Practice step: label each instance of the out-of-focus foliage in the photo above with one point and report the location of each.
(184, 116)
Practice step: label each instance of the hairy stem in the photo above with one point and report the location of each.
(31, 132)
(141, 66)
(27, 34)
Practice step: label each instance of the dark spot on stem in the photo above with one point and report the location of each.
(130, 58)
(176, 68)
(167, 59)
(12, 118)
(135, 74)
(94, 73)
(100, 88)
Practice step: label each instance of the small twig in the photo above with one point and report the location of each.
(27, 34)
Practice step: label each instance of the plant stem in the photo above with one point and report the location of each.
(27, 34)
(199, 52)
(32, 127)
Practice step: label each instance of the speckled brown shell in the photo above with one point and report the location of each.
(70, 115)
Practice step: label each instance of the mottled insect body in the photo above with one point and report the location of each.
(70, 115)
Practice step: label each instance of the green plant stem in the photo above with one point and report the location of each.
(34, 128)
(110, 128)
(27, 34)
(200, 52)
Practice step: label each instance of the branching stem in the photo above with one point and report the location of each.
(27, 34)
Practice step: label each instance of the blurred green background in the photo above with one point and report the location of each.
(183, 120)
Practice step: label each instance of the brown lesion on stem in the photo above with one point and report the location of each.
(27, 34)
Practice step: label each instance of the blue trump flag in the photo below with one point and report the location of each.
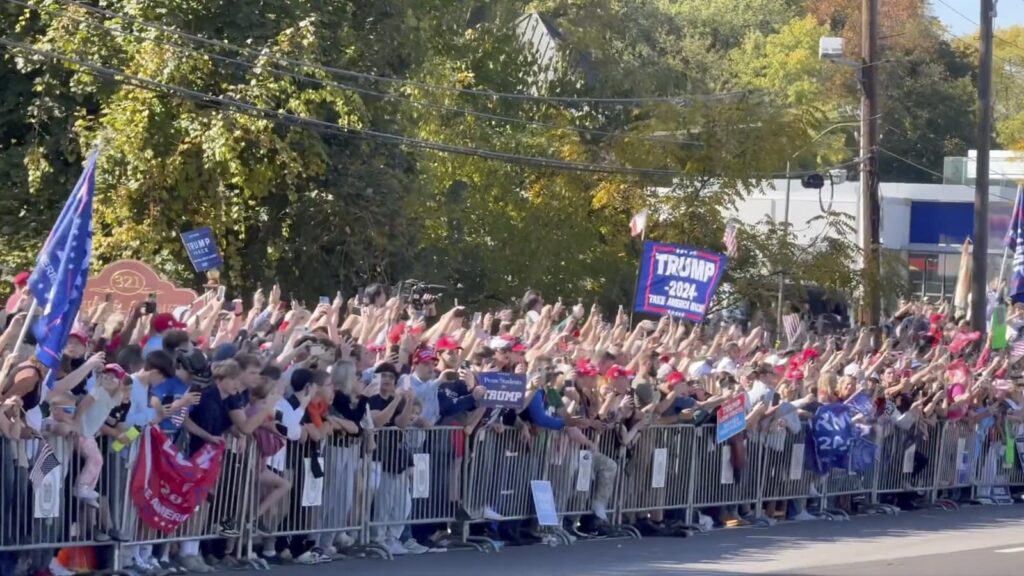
(57, 283)
(1015, 243)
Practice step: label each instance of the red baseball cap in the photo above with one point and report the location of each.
(117, 370)
(424, 356)
(446, 342)
(617, 371)
(586, 368)
(163, 322)
(675, 377)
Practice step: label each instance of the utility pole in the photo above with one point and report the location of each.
(979, 289)
(869, 209)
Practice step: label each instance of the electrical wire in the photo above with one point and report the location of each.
(295, 76)
(681, 99)
(292, 119)
(295, 120)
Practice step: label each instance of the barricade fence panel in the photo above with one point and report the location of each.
(371, 488)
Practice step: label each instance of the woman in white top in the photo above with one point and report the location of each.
(90, 416)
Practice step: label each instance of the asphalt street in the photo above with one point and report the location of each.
(976, 540)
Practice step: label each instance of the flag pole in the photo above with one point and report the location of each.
(1006, 249)
(636, 279)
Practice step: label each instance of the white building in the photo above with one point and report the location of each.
(925, 222)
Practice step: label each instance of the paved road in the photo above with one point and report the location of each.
(980, 541)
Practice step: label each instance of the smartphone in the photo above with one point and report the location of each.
(131, 435)
(151, 304)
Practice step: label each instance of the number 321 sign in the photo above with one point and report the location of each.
(679, 281)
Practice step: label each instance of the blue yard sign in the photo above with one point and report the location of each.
(731, 418)
(679, 281)
(504, 391)
(202, 249)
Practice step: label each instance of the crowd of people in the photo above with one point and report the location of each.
(282, 374)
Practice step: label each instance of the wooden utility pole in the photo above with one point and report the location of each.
(979, 282)
(869, 208)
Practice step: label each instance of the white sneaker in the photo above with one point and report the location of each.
(56, 569)
(491, 513)
(415, 547)
(343, 541)
(394, 547)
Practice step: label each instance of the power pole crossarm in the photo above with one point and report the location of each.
(870, 211)
(979, 289)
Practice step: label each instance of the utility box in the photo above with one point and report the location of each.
(830, 48)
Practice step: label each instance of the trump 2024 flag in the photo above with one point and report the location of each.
(62, 269)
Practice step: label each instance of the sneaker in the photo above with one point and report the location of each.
(415, 547)
(343, 541)
(227, 530)
(56, 569)
(195, 564)
(312, 556)
(394, 547)
(492, 515)
(260, 529)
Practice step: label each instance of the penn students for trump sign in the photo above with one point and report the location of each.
(504, 391)
(679, 281)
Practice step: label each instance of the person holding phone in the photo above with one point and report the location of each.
(160, 324)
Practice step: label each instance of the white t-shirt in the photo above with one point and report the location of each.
(92, 418)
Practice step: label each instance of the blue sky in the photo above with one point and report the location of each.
(1009, 12)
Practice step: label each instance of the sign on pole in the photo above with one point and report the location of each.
(504, 391)
(678, 280)
(731, 418)
(202, 249)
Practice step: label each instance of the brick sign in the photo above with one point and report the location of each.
(128, 282)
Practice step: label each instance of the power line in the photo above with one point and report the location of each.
(288, 118)
(681, 99)
(284, 73)
(352, 131)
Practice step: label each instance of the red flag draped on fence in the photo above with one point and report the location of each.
(167, 487)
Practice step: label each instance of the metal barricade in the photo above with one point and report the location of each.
(44, 512)
(225, 509)
(657, 471)
(956, 460)
(993, 465)
(414, 482)
(586, 475)
(908, 460)
(500, 466)
(718, 481)
(783, 474)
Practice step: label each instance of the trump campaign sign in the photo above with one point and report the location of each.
(678, 280)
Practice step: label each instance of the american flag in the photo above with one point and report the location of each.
(792, 325)
(638, 224)
(45, 462)
(730, 238)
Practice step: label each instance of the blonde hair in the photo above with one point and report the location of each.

══════

### 作業内容
上のデータを一行ずつ、すべて番号付きリストに変換せよ。空行は省き、画像は答えに含めないこと。

### 練習問題の解答
1. Practice step: label each instance of the out-of-focus foliage in the photo above with one point and report the location of each.
2. (184, 116)
3. Practice step: label each instance of the hairy stem in the photo above with one point and report the location of each.
4. (31, 132)
5. (141, 66)
6. (27, 34)
7. Practice step: label each instance of the dark spot on stem in the photo above with one point and report the location of each.
8. (130, 58)
9. (176, 68)
10. (167, 59)
11. (12, 118)
12. (135, 74)
13. (94, 73)
14. (100, 88)
15. Practice step: label each instance of the small twig in the photo above with one point and report the location of each.
16. (27, 34)
17. Practice step: label each instance of the plant stem in the photo above with one point and report the location of each.
18. (27, 34)
19. (199, 52)
20. (32, 127)
21. Practice step: label each instance of the speckled brown shell in the photo above with one point and report the location of each.
22. (70, 115)
23. Practice step: label each instance of the mottled insect body in the photo above with one point and report the location of each.
24. (70, 115)
25. Practice step: label each instance of the green plant stem in the photo above with one point and report the location of each.
26. (34, 128)
27. (110, 128)
28. (27, 34)
29. (200, 52)
30. Practice step: label each instance of the branching stem in the photo above with one point and report the location of each.
31. (27, 34)
32. Practice step: label each instance of the blurred green background in the photo above with one point and report the location of each.
33. (183, 120)
34. Practice step: label each instance of the brown lesion on stem in the photo above with one point and report the location of each.
35. (27, 34)
36. Practice step: label each instance of the blue trump flag in the photo below with one point and report the location of each.
37. (57, 283)
38. (1015, 243)
39. Practice step: label each instance of the red baseball cap in the photo above with one point and report the location of each.
40. (117, 370)
41. (424, 356)
42. (446, 342)
43. (617, 371)
44. (586, 368)
45. (163, 322)
46. (675, 377)
47. Practice step: label each instance of the utility pole in the photo above with one point and report the location of each.
48. (979, 289)
49. (869, 209)
50. Practice step: label each instance of the electrical wire in the photo above with one point and report the location of each.
51. (295, 76)
52. (681, 99)
53. (292, 119)
54. (295, 120)
55. Practice step: label each instance of the barricade fence panel in the photo above with one point and report the location of each.
56. (371, 488)
57. Practice step: label each instance of the woman in white top in the photo above with one point and report the location of each.
58. (90, 416)
59. Practice step: label each instance of the asphalt street in the photo above with one point and report the location of each.
60. (976, 540)
61. Practice step: label each instance of the flag pole in the photo above with one point and report the location of each.
62. (1006, 249)
63. (636, 279)
64. Practice step: label each instance of the white building in the photo above with one point and report the location of each.
65. (925, 222)
66. Practice step: label each instance of the paved road in the photo above with one point and report the location of each.
67. (980, 541)
68. Practice step: label each instance of the smartphone in the photo above with one point and report the location of each.
69. (131, 435)
70. (151, 304)
71. Practice step: label each instance of the number 321 sign in the photo above with one point and report the location of each.
72. (679, 281)
73. Practice step: label each instance of the blue yard sign in the photo above with one point and report the location of each.
74. (731, 418)
75. (679, 281)
76. (504, 391)
77. (202, 249)
78. Practice step: label each instance of the crowd of people in the photo above with one point and report the location of each.
79. (282, 374)
80. Practice step: label each instance of the wooden utility pole in the photo above with one point and report the location of each.
81. (979, 282)
82. (869, 208)
83. Practice step: label each instance of the white sneaker in the photo above with one point and report the location of each.
84. (56, 569)
85. (491, 513)
86. (415, 547)
87. (343, 541)
88. (394, 547)
89. Practice step: label each instance of the power pole crossarm in the photo above with one point and report the location of each.
90. (870, 211)
91. (979, 289)
92. Practice step: label each instance of the utility box in the photo above with one point and report the location of each.
93. (830, 48)
94. Practice step: label each instance of the trump 2024 flag in the photo above with one point and report the location of each.
95. (62, 269)
96. Practice step: label each instance of the sneaker in the photo above with one point and report the location of each.
97. (415, 547)
98. (343, 541)
99. (227, 530)
100. (56, 569)
101. (195, 564)
102. (312, 556)
103. (394, 547)
104. (492, 515)
105. (260, 529)
106. Practice step: label each instance of the penn students for trump sign in the photo above with one point and report the location of each.
107. (504, 391)
108. (679, 281)
109. Practice step: label each instance of the person holding phone in the photo above with one point and report the location of each.
110. (160, 324)
111. Practice step: label each instance of the white t-shirt in the photo above with one point and report the location of each.
112. (92, 418)
113. Practice step: label each instance of the blue sky in the photo above with one point and report the location of each.
114. (1009, 12)
115. Practice step: label each instance of the sign on pole in the photo above with one point and report the location of each.
116. (504, 391)
117. (678, 280)
118. (731, 418)
119. (202, 249)
120. Practice step: label each instance of the brick sign in the photo above with one point and report the location of each.
121. (128, 282)
122. Practice step: label each instance of the power line in the photo above with one point and report the location of each.
123. (288, 118)
124. (681, 99)
125. (284, 73)
126. (352, 131)
127. Practice step: label each instance of the red flag draped on fence in the photo above with one point and report the location of each.
128. (167, 487)
129. Practice step: label each instance of the metal barricade in the photo above with one point and report the location of each.
130. (44, 512)
131. (225, 509)
132. (657, 471)
133. (956, 460)
134. (993, 465)
135. (414, 482)
136. (586, 475)
137. (908, 460)
138. (500, 466)
139. (718, 481)
140. (783, 474)
141. Practice step: label each instance of the trump campaign sign in the photo above with one point and report the location of each.
142. (678, 280)
143. Practice step: label each instance of the american flag in the photo above with one point and report the location of each.
144. (792, 325)
145. (638, 224)
146. (45, 462)
147. (730, 238)
148. Practice step: label each instance of the blonde hair in the photo above with one point and report the location of each.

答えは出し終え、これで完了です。